◆ **What the task asks**: Select the lines below containing the word "container".
^^^^^^^^^^^^^^^^
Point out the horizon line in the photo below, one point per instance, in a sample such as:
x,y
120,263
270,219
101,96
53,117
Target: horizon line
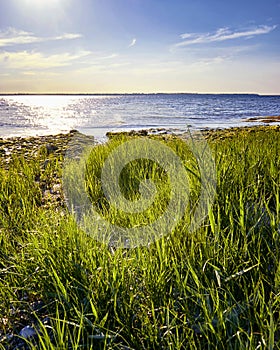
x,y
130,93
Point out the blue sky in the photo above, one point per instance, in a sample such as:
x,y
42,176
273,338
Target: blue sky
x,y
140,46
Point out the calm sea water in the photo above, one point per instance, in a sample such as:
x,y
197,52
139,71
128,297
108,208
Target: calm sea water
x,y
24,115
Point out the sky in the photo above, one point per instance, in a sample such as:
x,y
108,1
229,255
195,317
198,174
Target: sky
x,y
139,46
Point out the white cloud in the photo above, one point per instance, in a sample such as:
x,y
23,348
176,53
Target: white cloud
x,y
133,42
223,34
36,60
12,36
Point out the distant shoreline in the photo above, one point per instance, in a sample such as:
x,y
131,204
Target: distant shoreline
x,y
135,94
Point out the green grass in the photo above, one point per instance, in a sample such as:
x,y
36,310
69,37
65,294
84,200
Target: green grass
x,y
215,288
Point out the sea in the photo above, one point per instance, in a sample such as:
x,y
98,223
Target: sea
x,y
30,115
^^^^^^^^^^^^^^^^
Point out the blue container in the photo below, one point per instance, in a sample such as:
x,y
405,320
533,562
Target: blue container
^^^^^^^^^^^^^^^^
◆ **Solution**:
Point out the blue container in the photo below, one point per instance, in a sample such as:
Target: blue container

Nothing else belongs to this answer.